## [Job]
Reproduce all of the material below, substituting "marker" for each occurrence of "pin" and leaving everything else unchanged.

*****

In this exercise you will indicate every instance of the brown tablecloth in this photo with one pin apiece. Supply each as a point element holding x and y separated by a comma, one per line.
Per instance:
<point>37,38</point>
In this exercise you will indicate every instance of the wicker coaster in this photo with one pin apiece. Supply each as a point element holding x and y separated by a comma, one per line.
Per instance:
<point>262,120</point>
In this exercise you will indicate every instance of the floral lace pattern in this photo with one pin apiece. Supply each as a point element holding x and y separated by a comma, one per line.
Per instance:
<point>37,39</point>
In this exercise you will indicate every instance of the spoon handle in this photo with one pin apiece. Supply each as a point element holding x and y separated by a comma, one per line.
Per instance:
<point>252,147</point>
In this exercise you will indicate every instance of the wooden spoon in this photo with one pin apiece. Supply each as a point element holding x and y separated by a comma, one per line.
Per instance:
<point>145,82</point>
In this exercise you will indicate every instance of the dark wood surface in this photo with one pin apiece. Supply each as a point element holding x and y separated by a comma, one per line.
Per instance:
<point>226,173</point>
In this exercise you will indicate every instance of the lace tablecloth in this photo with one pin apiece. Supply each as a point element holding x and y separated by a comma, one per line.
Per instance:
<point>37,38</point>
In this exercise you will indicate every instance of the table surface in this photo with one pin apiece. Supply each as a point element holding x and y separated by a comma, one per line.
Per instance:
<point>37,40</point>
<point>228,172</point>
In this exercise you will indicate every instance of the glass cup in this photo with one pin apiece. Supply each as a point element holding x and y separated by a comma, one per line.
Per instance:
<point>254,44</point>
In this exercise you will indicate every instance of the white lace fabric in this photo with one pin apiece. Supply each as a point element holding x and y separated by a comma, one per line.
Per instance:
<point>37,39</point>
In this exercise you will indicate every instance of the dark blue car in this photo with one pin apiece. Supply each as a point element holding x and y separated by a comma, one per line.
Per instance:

*****

## [Result for this task]
In this exercise you will indicate every instance of the brown tablecloth in this photo with one marker apiece. Supply each as a point element holding x and y separated by a comma, one per line.
Per instance:
<point>37,38</point>
In this exercise you will indicate every instance of the wicker coaster in this photo with one marker apiece. Supply each as a point element holding x and y separated by a comma, one per line.
Per instance:
<point>262,120</point>
In this exercise you will indicate every instance of the floral lace pattern in this photo with one marker apiece. Supply each as a point element holding x and y separated by a comma, one per line.
Per instance:
<point>37,39</point>
In this exercise you will indicate every instance of the spoon handle in this photo with one marker apiece. Supply each as a point element holding x and y separated by a comma, one per line.
Per instance:
<point>252,147</point>
In this exercise you will indicate every instance of the wooden spoon in this photo with one marker apiece. Supply each as a point element holding x and y separated by a comma, one per line.
Per instance:
<point>145,82</point>
In this exercise you will indicate every instance of the dark wood surface in this photo with one marker apiece. Supply each as a point element holding x and y separated by a comma, one per line.
Per instance:
<point>226,173</point>
In this exercise you will indicate every instance of the lace tablecloth in this photo with one marker apiece. Supply each as a point element holding x and y separated by a comma, one per line.
Per instance:
<point>37,38</point>
In this exercise you will indicate every instance of the table surface in this photo with one marker apiece. Supply each as a point element holding x and y separated by a comma, one per line.
Per instance:
<point>37,40</point>
<point>228,172</point>
In this exercise you will indicate every instance of the glass cup in this photo with one marker apiece. Supply each as a point element holding x and y separated by a comma, one per line.
Per instance:
<point>254,44</point>
In this exercise you will indicate every instance of the white lace fabric in this photo with one marker apiece. Supply each as a point element holding x and y separated by a comma, one per line.
Per instance:
<point>37,39</point>
In this exercise you will indicate every instance of the dark blue car in this photo with one marker apiece. Supply each as a point element holding x and y separated by a comma, one per line.
Per instance:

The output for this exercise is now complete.